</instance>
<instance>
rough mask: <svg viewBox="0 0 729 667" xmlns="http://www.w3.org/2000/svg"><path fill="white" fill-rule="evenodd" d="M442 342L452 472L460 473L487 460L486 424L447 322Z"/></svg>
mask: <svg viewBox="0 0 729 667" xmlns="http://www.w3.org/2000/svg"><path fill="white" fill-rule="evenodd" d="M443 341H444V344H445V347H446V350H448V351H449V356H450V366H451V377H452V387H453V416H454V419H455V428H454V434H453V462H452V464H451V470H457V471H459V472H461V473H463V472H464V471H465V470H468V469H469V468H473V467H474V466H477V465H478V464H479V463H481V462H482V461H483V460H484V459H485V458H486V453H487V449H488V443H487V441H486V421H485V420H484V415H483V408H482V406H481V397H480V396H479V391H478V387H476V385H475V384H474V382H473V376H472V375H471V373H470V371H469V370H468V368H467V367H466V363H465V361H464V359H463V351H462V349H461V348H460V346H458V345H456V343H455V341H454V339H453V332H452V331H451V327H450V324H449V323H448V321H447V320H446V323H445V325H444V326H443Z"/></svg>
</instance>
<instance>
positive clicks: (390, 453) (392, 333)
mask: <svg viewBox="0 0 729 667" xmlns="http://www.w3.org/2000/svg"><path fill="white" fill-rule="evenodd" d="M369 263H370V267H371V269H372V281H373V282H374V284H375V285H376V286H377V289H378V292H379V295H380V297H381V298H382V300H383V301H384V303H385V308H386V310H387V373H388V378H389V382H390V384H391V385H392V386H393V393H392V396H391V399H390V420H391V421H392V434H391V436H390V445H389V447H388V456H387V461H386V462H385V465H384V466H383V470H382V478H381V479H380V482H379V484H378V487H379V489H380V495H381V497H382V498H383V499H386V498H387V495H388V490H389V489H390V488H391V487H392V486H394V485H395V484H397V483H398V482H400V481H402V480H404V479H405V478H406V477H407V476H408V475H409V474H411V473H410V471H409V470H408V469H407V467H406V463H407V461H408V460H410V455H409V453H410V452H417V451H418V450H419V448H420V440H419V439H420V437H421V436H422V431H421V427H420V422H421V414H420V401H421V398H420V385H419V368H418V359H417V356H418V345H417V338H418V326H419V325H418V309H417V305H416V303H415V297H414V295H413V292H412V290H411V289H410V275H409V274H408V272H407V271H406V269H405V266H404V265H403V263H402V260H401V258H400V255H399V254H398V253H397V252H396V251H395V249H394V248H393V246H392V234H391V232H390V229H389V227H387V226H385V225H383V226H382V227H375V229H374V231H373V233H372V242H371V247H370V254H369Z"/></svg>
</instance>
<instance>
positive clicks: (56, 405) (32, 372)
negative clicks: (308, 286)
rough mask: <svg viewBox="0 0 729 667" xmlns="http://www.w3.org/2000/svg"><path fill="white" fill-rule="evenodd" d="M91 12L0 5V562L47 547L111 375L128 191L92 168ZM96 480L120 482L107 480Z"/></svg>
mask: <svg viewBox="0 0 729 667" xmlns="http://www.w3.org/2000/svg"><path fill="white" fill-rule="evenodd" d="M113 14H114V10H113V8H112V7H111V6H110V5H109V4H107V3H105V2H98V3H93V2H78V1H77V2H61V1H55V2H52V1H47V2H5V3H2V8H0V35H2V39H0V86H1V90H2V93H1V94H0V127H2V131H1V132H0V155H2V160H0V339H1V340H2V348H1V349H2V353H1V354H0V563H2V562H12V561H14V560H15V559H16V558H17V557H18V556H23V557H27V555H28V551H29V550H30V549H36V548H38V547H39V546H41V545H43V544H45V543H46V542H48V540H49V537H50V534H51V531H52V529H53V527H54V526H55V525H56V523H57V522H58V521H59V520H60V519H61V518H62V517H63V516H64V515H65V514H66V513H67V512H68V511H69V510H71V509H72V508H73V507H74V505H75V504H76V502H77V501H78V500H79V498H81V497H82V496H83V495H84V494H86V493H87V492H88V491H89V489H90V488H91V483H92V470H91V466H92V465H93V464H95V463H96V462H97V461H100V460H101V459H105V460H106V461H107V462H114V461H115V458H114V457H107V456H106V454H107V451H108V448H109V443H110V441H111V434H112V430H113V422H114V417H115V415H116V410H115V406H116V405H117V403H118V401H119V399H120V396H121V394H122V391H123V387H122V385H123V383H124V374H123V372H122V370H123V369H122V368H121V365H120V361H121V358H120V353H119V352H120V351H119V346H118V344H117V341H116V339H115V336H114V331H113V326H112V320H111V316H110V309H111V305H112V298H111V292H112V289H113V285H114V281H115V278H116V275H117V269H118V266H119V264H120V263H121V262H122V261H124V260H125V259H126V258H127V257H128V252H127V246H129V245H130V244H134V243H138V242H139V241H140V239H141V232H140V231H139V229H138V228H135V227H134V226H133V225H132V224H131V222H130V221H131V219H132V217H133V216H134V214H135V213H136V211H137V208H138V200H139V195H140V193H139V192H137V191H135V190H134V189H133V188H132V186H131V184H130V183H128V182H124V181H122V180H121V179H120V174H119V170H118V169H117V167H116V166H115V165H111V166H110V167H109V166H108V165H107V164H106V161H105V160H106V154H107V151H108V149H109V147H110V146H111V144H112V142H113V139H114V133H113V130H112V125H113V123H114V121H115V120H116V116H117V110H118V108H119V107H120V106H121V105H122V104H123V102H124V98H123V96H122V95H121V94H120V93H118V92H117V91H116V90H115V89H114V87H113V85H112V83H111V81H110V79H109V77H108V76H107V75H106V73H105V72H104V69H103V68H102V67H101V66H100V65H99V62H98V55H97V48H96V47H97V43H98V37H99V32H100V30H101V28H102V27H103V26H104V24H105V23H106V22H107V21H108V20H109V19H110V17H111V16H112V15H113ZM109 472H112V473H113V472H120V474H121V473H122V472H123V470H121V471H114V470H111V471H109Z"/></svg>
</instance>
----------
Retype the material character for character, from its very first line through the line that contains "342L452 472L460 473L487", including that line.

- Result -
</instance>
<instance>
rough mask: <svg viewBox="0 0 729 667" xmlns="http://www.w3.org/2000/svg"><path fill="white" fill-rule="evenodd" d="M442 342L452 472L460 473L487 460L486 424L447 322Z"/></svg>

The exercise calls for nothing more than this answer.